(Excerpt from a dataset)
-- START --
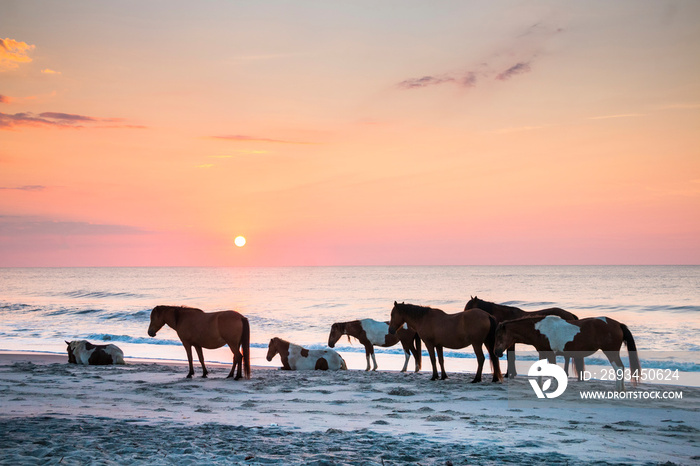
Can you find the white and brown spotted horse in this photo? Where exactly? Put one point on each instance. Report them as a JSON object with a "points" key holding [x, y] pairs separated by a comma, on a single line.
{"points": [[84, 352], [552, 335], [296, 358], [373, 333], [504, 313]]}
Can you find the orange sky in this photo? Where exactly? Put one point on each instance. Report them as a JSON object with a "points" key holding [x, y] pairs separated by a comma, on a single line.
{"points": [[349, 133]]}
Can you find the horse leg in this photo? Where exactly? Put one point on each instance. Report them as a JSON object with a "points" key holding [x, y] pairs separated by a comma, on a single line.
{"points": [[431, 353], [614, 358], [510, 356], [442, 362], [407, 354], [579, 366], [479, 352], [237, 362], [188, 350], [201, 361]]}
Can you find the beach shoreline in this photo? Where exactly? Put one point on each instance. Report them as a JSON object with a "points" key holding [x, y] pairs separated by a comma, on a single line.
{"points": [[148, 411]]}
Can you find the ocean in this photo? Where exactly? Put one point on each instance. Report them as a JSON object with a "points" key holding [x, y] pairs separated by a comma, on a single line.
{"points": [[40, 308]]}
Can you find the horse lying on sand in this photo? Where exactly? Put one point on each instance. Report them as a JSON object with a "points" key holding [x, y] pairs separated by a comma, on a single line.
{"points": [[551, 335], [503, 313], [84, 352], [372, 333], [439, 330], [296, 358], [209, 330]]}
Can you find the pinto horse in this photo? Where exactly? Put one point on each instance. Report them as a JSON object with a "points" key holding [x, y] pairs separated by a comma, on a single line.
{"points": [[209, 330], [296, 358], [440, 330], [503, 313], [372, 333], [551, 335]]}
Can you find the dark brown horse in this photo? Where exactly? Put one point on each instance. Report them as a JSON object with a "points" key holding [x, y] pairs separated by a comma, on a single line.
{"points": [[439, 330], [371, 332], [503, 313], [209, 330], [551, 335]]}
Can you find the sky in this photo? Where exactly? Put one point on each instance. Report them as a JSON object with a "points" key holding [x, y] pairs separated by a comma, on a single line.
{"points": [[349, 133]]}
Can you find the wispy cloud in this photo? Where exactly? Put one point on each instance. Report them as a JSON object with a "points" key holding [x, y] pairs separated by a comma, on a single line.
{"points": [[621, 115], [518, 68], [517, 58], [11, 225], [425, 81], [13, 53], [59, 120], [31, 187], [243, 138]]}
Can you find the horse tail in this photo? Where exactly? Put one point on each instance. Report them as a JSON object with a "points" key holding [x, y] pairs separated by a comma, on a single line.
{"points": [[490, 343], [635, 366], [245, 344], [418, 355]]}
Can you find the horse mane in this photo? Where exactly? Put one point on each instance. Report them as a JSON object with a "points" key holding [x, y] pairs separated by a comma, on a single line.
{"points": [[488, 305], [413, 310], [526, 318]]}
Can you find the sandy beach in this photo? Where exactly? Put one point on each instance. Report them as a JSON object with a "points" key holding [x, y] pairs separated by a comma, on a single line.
{"points": [[145, 411]]}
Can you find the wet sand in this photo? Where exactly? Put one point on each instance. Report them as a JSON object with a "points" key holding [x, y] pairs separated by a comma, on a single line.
{"points": [[148, 412]]}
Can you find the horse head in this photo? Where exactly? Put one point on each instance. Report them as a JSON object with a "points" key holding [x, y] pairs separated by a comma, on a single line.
{"points": [[472, 303], [272, 348], [337, 331], [503, 339], [71, 355], [157, 320], [397, 319]]}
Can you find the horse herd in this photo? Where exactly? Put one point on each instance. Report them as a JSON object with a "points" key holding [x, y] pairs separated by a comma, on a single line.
{"points": [[551, 331]]}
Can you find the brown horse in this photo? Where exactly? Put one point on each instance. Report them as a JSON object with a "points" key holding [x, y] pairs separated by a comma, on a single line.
{"points": [[551, 335], [371, 332], [503, 313], [439, 330], [209, 330]]}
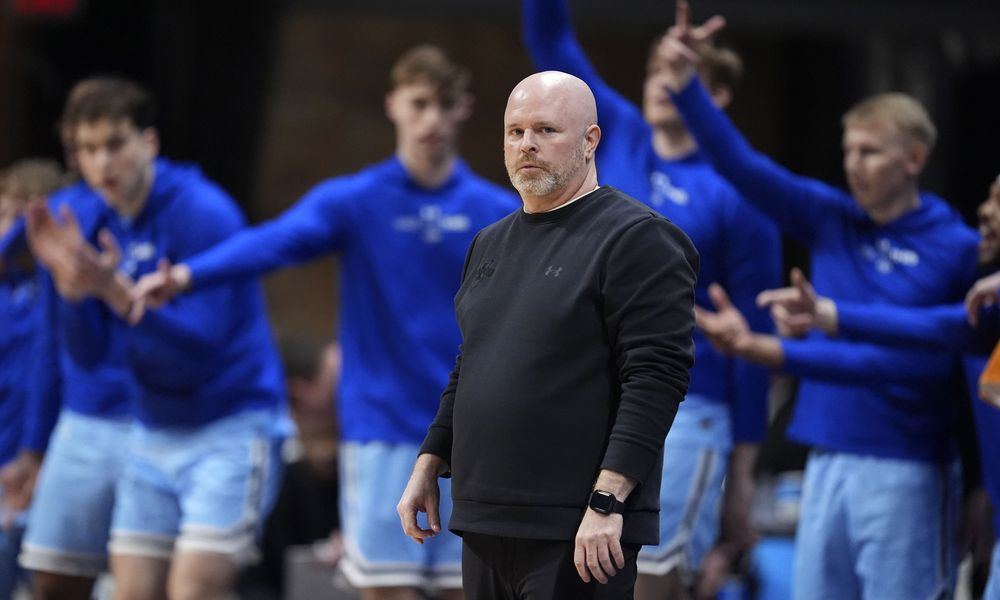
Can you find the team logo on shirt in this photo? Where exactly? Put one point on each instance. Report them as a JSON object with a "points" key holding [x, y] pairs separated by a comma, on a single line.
{"points": [[485, 270], [664, 189], [432, 223], [886, 257], [135, 253]]}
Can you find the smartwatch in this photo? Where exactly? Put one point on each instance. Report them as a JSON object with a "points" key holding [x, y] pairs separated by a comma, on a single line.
{"points": [[605, 503]]}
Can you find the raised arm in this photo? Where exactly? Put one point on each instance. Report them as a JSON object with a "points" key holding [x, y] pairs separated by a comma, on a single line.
{"points": [[798, 205], [930, 327], [308, 229], [548, 35], [752, 262], [819, 358]]}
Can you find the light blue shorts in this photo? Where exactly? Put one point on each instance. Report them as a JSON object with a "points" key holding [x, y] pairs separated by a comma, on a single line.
{"points": [[373, 476], [876, 528], [203, 489], [992, 591], [695, 460], [70, 513]]}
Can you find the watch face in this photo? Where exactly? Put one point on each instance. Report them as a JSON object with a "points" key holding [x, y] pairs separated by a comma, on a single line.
{"points": [[601, 501]]}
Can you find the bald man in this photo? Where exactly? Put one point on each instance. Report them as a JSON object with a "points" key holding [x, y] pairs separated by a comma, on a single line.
-- END --
From the listing above, print every entry precisely and drop the pictures.

▸ **Exercise response**:
Can you find the white and brown spotted horse in this photo? Where exactly? Put one point on each instance. Report them as a JSON object with a "points" key holding [x, y] pairs separated by a comma, on a single line.
{"points": [[84, 352], [552, 335], [296, 358], [373, 333], [504, 313]]}
Can you find the orange sky in this photo? Where exactly? Put one point on each instance. Report them as a JSON object with a "points" key holding [x, y] pairs separated by a comma, on a single line.
{"points": [[349, 133]]}
Can you find the horse leg in this photo? Where exactly? Put one point on each instance. Report them as a JSON object with a "points" key holding [x, y] pairs separated by a comma, on a single line.
{"points": [[431, 353], [614, 358], [510, 356], [442, 362], [407, 354], [579, 366], [479, 352], [237, 362], [188, 350], [201, 361]]}
Can you find the beach shoreline in this photo? Where exactly? Put one point on each instance. Report them as a JSON object with a "points" key holding [x, y] pairs separated by a comma, on a single line.
{"points": [[148, 411]]}
Can you find the ocean in this photo? Where exactly? Put one point on each instance. Report them as a JSON object with a "points" key holding [x, y] pairs separated by a comma, on a single line.
{"points": [[40, 308]]}
Can you find the horse lying on sand in this photo? Where exactly? Put one point on each instance. Report them as a JSON object with a "points" key holding [x, y] pairs separated by a comma, on a single line.
{"points": [[551, 335], [503, 313], [84, 352], [372, 333], [439, 330], [296, 358], [209, 330]]}
Can you find the pinto horse in this photo? Where exactly? Put one point on each instance. Report them as a JSON object with a "points" key holding [x, y] pairs separated by a comma, on a single line.
{"points": [[209, 330], [296, 358], [440, 330], [503, 313], [372, 333], [551, 335]]}
Can you find the dark brown horse in this photo? Where exactly? Put one point on each instance. Report them as a JSON object with a "points" key holding [x, y] pairs separated by a comma, on a single line.
{"points": [[439, 330], [371, 332], [503, 313], [209, 330], [551, 335]]}
Can you find the sky in this photo? Where exactly? Put one point on each instance. Report them as a JSON object with a "points" key holding [x, y] pairs separated by a comma, on a single line.
{"points": [[349, 133]]}
Can you find the wispy cloud in this photo? Where exactly? Put one point on each instance. Report them as a JSON object with a "points" key holding [x, y] pairs separated by a comma, on a single line.
{"points": [[621, 115], [518, 68], [517, 58], [11, 225], [425, 81], [13, 53], [59, 120], [31, 187], [243, 138]]}
Can you find the horse tail in this photo? Where exactly? Put one point on each instance. Report them as a JSON object with a "points" key holding [x, y] pairs separated by a comma, on a single line.
{"points": [[490, 343], [635, 366], [245, 344], [418, 355]]}
Can you find the horse mane in this photo? Where exactly? Put one point on each instance. Report them as a JSON object with a "points" key holding [x, y] pairs separated by a comma, on a single line.
{"points": [[488, 305], [413, 310], [526, 318]]}
Can you find the sandy beach in this photo? Where exactly? Put one point on each instance. Report them as a JSON object with a "points" key holding [x, y] pairs separated by a comma, on a single line.
{"points": [[145, 411]]}
Can you find the wet sand in this photo? Where exactly? Put one point on each instance. Report them as a JSON object with a "points" key holding [x, y] pairs separated by a comma, on a single line.
{"points": [[148, 412]]}
Can you find the horse head in this photo? Where exactly? Put one point on each instance. Report them as a JSON object with a "points" key holding [x, y] pairs separated by a comma, on a single line.
{"points": [[472, 303], [272, 348], [337, 331], [503, 339], [71, 355], [157, 320], [397, 319]]}
Can you find the horse herd in this photo? Where exactly? Put one point on each instance. Report them as a JSON object with a "points" key holding [x, y] pairs separated by a comma, on a single line.
{"points": [[551, 331]]}
Can you find the brown horse in this photo? Where exactly? Put one point on each instance. Report them as a JSON object with a "points" key holding [x, y] pairs separated by a comma, on a single line.
{"points": [[551, 335], [371, 332], [503, 313], [439, 330], [209, 330]]}
Can you find the team logo on shirt in this photo? Where exactly? Put one point on each instance. Report them as a JSON object with a "points" key holding [x, y] pairs separated by a comma, on a single line.
{"points": [[485, 270], [664, 189], [432, 223], [886, 257], [135, 253]]}
Can you find the smartwatch in this photo? Where exactly? Put one point on each instance. Report them as a JSON object with a "points" key holding [x, y] pairs separated by a comma, on a single line.
{"points": [[605, 503]]}
Can you find the raised arm in this photo? Where exactly? Put one point on each instance. Report them as a JSON object with a "points" key holding [x, y] pairs separated by a comma, on a single line.
{"points": [[798, 205], [930, 327], [308, 229], [548, 35], [752, 262], [819, 358]]}
Can you find the light blue shorts in this photo? Where exactly? Put one point on each instance. Report them as a JSON object with a "points" key holding [x, y] pairs separated by a comma, on a single line.
{"points": [[373, 476], [876, 528], [203, 489], [992, 591], [695, 460], [70, 513]]}
Can you find the watch face in this photo? Where exactly? Put one point on each instance. Report them as a JSON object with a "points" key holding [x, y] pairs separated by a comma, on a single line.
{"points": [[601, 501]]}
Can you find the bald man in this photo? Where exactly? Put one point on each instance. Report them as a JSON object with a "points" key holding [x, y] pairs separated by a comma, on a single line.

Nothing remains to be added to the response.